I got the same issue on standalone spark in windows.
My version of fix is like this:
I had my environment variables setting as bellow
PYSPARK_SUBMIT_ARGS="pyspark-shell"
PYSPARK_DRIVER_PYTHON=jupyter
PYSPARK_DRIVER_PYTHON_OPTS='notebook' pyspark
With this setting I executed an Action on pyspark and got the following exception:
Python in worker has different version 3.6 than that in driver 3.5, PySpark cannot run with different minor versions.
Please check environment variables PYSPARK_PYTHON and PYSPARK_DRIVER_PYTHON are correctly set.
To check with which python version my spark-worker is using hit the following in the cmd prompt.
python --version
Python 3.6.3
which showed me Python 3.6.3. So clearly my spark-worker is using system python which is v3.6.3.
Now as I set my spark-driver to run jupyter by setting PYSPARK_DRIVER_PYTHON=jupyter so I need to check the python version jupyter is using.
To do this check open Anaconda Prompt and hit
python --version
Python 3.5.X :: Anaconda, Inc.
Here got the jupyter python is using the v3.5.x. You can check this version also in any Notebook (Help->About).
Now I need to update the jupyter python to the version v3.6.6. To do that open up the Anaconda Prompt and hit
conda search python
This will give you a list of available python versions in Anaconda. Install your desired one with
conda install python=3.6.3
Now I have both of the Python installation of same version 3.6.3 Spark should not comply and it didn't when I ran an Action on Spark-driver. Exception is gone.
Happy coding ...

Listed entries:

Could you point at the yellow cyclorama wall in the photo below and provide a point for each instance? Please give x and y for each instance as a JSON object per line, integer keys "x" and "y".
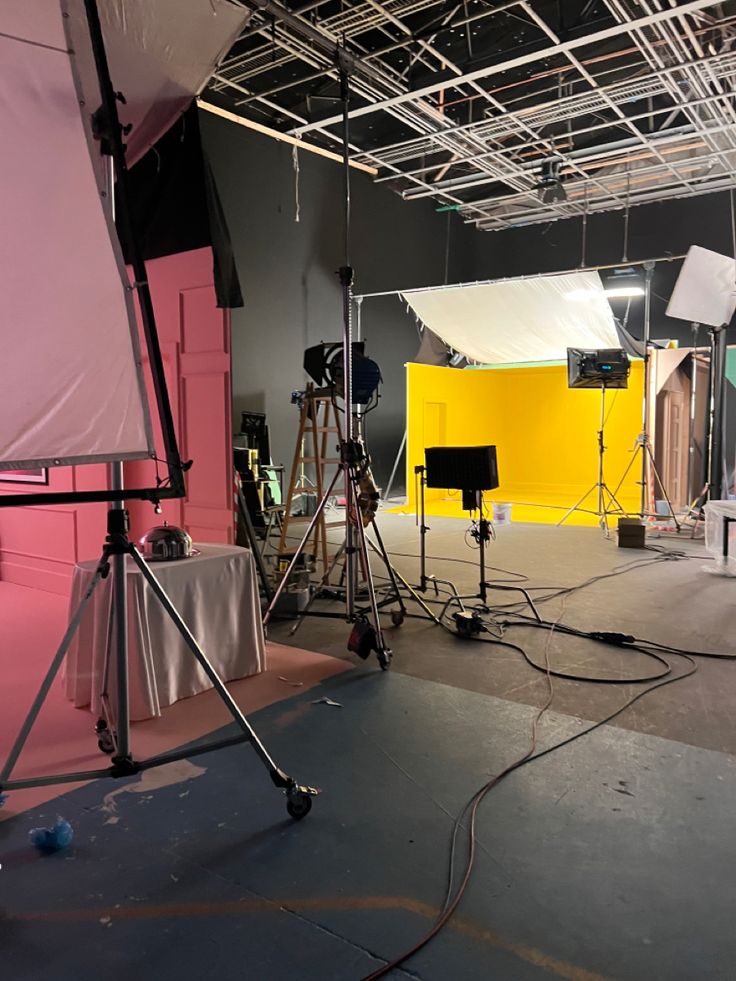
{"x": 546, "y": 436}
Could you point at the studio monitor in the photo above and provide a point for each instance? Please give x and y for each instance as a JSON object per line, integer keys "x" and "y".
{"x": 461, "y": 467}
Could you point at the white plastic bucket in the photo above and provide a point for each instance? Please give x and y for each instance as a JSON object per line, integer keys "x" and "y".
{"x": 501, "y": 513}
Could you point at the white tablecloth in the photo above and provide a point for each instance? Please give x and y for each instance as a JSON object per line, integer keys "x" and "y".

==

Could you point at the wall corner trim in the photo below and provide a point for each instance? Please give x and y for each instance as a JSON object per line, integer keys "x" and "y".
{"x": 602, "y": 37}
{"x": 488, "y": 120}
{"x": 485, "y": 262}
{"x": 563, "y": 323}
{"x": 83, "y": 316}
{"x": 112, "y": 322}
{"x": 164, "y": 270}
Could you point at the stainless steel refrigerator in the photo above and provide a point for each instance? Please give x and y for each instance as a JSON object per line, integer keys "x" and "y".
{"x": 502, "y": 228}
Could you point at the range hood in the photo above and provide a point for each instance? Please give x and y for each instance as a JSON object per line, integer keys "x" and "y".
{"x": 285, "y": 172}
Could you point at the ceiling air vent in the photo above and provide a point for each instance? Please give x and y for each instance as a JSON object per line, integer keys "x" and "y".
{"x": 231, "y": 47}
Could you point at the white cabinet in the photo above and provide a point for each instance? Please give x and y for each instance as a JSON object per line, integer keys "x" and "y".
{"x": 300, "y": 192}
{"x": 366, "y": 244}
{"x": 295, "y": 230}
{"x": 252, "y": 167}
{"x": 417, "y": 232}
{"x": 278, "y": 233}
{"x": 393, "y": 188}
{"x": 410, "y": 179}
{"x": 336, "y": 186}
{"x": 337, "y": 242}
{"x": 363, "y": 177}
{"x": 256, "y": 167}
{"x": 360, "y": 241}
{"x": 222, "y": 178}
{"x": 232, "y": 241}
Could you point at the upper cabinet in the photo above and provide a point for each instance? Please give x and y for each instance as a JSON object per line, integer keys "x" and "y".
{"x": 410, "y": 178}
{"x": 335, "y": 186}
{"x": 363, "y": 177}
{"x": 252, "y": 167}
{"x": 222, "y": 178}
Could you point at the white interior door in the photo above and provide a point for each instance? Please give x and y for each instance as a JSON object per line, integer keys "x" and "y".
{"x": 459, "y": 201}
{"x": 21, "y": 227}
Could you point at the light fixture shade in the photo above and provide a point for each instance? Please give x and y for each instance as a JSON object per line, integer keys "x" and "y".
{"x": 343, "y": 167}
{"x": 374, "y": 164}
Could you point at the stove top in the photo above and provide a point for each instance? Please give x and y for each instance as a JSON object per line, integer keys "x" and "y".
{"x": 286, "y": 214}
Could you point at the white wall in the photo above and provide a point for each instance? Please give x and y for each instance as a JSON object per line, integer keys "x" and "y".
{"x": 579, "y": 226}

* * *

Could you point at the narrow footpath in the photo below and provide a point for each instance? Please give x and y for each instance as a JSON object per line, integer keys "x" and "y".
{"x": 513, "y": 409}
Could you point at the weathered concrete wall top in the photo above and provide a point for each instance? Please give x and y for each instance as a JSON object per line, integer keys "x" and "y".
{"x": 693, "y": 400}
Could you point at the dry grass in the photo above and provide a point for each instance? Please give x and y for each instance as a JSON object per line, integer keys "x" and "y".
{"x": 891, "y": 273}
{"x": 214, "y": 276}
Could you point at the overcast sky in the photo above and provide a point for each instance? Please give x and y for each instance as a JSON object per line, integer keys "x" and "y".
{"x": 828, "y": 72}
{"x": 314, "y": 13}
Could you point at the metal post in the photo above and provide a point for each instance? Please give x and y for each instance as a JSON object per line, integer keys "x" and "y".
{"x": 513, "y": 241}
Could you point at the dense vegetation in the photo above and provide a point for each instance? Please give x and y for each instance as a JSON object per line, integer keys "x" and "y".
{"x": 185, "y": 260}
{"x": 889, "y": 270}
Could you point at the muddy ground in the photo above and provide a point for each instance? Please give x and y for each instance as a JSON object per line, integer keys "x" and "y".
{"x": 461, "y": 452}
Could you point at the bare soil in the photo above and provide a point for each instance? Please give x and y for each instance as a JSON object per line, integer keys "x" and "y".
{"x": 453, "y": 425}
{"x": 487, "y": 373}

Requirements: In the forum post about fixing PySpark on Windows, which command lists the Python versions available in Anaconda?

Solution for this exercise: conda search python